Clara Mantica C A N T A R E S T O R I E
Perché ci interessiamo ai cambiamenti? Perché le cose stanno cambiando.
Cambiano gli oggetti, le tipologie, cambia chi li pensa, chi li produce, cambia chi li compra e chi li vende, cambia chi li comunica e chi non cambia non trova di meglio da dire che “non succede niente”, “è solo un gran polverone”.
Noi non crediamo che i cambiamenti a cui stiamo assistendo e che, per quanto ci compete stiamo vivendo, siano solo effetti di qualche inconscia comune allucinazione e, peraltro, non ce la sentiamo nemmeno di teorizzarli, chiudendoli in una formula
Ma cosa sta cambiando?
Il mercato (le persone, noi stessi) si sta sempre più diversificando in funzione di un panorama socio economico profondamente mutato nel corso degli ultimi 20 anni: la centralità dell'industria e della famiglia si sta gradualmente scorporando e formula nuovi modelli produttivi e di aggregazione sodale. La corsa alla comprensione delle nuove categorie di consumatori (da cui dedurre i prodotti e i modi della distribuzione) è in atto: studi sulle tendenze, analisi sociologiche, applicazioni del marketing alle analisi motivazionali, individuazione degli stili di vila nel tentativo di orientare gusti e passioni secondo le categorie della merce.
Nuovi oggetti sono all'orizzonte del panorama del costruito, cose che contengono in sé funzioni poeticità, che sembrano indicare una strada diversa sia dall'arte che dal design per attraversare in modo consapevole e rituale le azioni del quotidiano.
Nuovi gli artefici: designers? Artisti? Molti “ricercatori” si stanno muovendo sulle linee di confine fra i generi (classico e moderno, per esempio), fra epoche (recupero della storia e prefigurazione del futuribile), fra categorie di produzione (industria e artigianato), fra modi dell'espressività (arte e design). La produzione accoglie in modo più o meno dichiarato e consapevole le nuove espressioni e si formano appendici (secondi e terzi marchi): convivono prodotti di grande serie, di piccola serie, produzioni numerate, pezzi unici.
La distribuzione, in molti casi, risponde con ulteriori iniziative e nascono altre famiglie di prodotti gestiti direttamente da nuove figure di professionisti che, vivendosi ogni giorno in diretto rapporto con le cose e con il mercato, individuano nuove proposte. Le cose si moltiplicano vertiginosamente.
Altri, di fronte alle infinite differenze di comportamento del mercato si sintonizzano con una fascia ben identificata di interlocutori e cercano di servirla in un arco di bisogni e consumi sempre più articolati: dal mobile all'accessorio in un percorso che, secondo il principio degli “stili di vita”, faccia riconoscere in una certa categoria di cose ed emozioni una certa categoria di persone.
La grande distribuzione, forte della sua presenza sul territorio, si prepara ad autogestire integralmente il processo delle merci: dalla produzione, all'offerta, alla comunicazione. Ha luogo, cosi, una sorta di inversione di tendenza - già varata negli Stati Uniti e in molti paesi europei - che vede la distribuzione al centro di un sistema complesso di relazioni e servizi e la produzione in posizione decentrata e polverizzata. Succede cosi che il grande magazzino americano commissioni singole componenti, che assemblerà a sua cura, in tutto il mondo: lo stampato in plastica a Taiwan, il legno tornito a Lissone, i rivestimenti di colone in Turchia.
---------------
CONSEGNE:
1: Riporta senza modifiche il brano del testo sui cambiamenti del mercato che va da "Clara Mantica C" fino a "cosa sta cambiando?" compreso.
2: Prosegui il testo sui cambiamenti del mercato a partire dalla sua ultima frase.

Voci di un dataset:
---------------
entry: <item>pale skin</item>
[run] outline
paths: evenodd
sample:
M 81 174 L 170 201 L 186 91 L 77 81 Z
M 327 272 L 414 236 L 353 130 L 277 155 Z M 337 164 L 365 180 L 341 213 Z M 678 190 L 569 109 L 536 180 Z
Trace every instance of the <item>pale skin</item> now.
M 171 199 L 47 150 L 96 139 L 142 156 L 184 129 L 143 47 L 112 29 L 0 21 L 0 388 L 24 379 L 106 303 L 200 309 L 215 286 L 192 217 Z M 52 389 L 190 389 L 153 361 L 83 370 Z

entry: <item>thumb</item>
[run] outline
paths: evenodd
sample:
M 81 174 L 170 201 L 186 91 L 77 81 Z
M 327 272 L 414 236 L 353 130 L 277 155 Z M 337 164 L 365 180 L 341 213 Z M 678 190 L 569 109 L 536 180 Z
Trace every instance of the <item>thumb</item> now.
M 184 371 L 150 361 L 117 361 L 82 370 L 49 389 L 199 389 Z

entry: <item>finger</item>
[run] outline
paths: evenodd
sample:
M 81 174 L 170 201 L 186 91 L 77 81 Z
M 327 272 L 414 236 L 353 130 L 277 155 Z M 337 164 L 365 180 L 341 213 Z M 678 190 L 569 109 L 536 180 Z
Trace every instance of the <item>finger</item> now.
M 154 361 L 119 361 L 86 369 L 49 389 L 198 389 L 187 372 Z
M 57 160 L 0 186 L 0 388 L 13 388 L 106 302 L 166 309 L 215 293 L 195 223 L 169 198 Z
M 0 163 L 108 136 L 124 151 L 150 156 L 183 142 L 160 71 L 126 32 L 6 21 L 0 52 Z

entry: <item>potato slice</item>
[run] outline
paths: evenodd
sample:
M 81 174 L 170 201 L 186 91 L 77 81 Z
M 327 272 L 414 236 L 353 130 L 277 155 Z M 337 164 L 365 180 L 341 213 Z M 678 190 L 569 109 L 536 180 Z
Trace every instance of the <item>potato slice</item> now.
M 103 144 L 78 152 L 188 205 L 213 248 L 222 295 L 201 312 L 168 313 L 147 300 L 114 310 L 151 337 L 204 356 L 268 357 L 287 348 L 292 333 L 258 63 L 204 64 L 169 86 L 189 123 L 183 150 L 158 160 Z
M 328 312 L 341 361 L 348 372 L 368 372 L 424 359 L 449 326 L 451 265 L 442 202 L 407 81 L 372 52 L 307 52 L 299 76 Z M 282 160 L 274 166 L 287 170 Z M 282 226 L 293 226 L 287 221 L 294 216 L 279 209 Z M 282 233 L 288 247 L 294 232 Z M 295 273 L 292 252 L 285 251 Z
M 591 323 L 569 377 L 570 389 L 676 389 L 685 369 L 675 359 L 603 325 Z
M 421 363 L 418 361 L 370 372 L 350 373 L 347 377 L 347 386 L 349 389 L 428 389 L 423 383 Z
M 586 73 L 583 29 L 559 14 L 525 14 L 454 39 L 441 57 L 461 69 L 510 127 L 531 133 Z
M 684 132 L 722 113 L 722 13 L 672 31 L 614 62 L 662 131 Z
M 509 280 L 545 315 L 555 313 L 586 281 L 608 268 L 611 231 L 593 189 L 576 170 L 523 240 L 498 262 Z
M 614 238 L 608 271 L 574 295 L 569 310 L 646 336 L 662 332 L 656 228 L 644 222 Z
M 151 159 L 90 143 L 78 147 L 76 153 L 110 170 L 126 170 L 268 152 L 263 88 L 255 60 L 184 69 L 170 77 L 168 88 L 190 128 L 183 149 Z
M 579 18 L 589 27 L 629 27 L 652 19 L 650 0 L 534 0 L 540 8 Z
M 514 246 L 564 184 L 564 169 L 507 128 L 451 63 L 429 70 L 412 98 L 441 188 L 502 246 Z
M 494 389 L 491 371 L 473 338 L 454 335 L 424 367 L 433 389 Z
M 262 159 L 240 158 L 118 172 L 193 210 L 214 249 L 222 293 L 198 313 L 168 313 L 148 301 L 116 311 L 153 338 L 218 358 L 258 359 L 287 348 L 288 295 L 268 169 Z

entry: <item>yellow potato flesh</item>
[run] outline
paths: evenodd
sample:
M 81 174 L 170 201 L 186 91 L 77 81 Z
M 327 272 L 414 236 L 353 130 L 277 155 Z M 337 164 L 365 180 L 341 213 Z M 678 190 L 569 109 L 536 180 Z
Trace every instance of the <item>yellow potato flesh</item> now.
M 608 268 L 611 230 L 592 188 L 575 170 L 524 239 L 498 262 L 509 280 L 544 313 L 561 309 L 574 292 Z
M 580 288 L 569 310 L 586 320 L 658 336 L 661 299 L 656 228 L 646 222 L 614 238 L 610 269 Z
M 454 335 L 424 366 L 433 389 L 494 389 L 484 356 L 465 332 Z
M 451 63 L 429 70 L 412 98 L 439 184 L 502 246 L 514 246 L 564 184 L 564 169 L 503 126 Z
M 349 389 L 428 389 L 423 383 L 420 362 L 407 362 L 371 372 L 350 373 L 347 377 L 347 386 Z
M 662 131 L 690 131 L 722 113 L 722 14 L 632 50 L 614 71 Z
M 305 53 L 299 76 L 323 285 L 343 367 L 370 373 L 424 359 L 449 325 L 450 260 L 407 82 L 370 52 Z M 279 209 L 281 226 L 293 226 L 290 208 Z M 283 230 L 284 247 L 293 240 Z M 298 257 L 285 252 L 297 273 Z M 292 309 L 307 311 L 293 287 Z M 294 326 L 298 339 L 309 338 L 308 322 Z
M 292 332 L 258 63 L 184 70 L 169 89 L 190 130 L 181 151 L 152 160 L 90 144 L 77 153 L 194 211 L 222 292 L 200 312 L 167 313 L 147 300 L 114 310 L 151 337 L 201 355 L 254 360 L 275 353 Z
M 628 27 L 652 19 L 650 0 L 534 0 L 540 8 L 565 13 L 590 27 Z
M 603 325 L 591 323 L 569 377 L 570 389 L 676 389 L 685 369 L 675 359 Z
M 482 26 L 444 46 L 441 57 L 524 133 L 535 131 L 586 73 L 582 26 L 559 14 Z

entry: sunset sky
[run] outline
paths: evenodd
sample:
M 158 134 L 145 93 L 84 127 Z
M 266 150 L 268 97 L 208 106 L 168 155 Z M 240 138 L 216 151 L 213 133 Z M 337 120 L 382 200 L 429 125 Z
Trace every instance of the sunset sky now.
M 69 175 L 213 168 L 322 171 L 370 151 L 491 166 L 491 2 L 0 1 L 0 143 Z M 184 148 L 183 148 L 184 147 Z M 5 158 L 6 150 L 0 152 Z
---------------
SOLUZIONI:
1:
Clara Mantica C A N T A R E S T O R I E
Perché ci interessiamo ai cambiamenti? Perché le cose stanno cambiando.
Cambiano gli oggetti, le tipologie, cambia chi li pensa, chi li produce, cambia chi li compra e chi li vende, cambia chi li comunica e chi non cambia non trova di meglio da dire che “non succede niente”, “è solo un gran polverone”.
Noi non crediamo che i cambiamenti a cui stiamo assistendo e che, per quanto ci compete stiamo vivendo, siano solo effetti di qualche inconscia comune allucinazione e, peraltro, non ce la sentiamo nemmeno di teorizzarli, chiudendoli in una formula
Ma cosa sta cambiando?

2:
La comunicazione si raffina a tal punta da trasformarsi, in molti casi, da servizio a prodotto. I generi (moderno, postmoderno, classico, avanguardia, tradizionale) chiedono di essere ricapiti e, forse, ridefiniti: una ricca produzione di case racconta di nuove sorprendenti sinergie fra universi che la cultura di “ieri” ci insegnava a separare e a considerare antitetici.
Nuove formule abitative, la concentrazione degli spazi edilizi e dei nuclei familiari spingono alla ricerca di nuove tipologie di prodotto che reinterpretino le funzioni in rapporto ad un paesaggio di comportamenti mutanti.
In termini di scambio culturale ed economico con gli altri paesi, la necessita di internazionalizzare il dibattito e la proposta viene dall'infittirsi di attività di cooperazione fra enti ed istituti di tante nazioni del mondo: il 1992, anno della caduta delle barriere doganali dentro al mercato comune europeo, è alle porte.
Siamo alle soglie del Duemila, una soglia preconizzata nella tradizione e nella fantasia individuale come soglia della trasformazione. Le cose si stanno trasformando ma in modo sorprendentemente diverso da quel modello dell'automatizzazione universale, delle pillole alimentari, che solo fino a pochi anni fa la fantasia collettiva faceva coincidere con la fine del secolo. Spinte al recupero della centralità dell’uomo, alla cura di sé, alla ritualizzazione del quotidiano vengono insieme ad infiniti gesti di distruzione dell'ambiente. Viviamo in un'epoca fortemente divisa e non è facile orientarsi.
Dunque, come si può fare finta di niente e proseguire sulla strada del già detto e del già fatto?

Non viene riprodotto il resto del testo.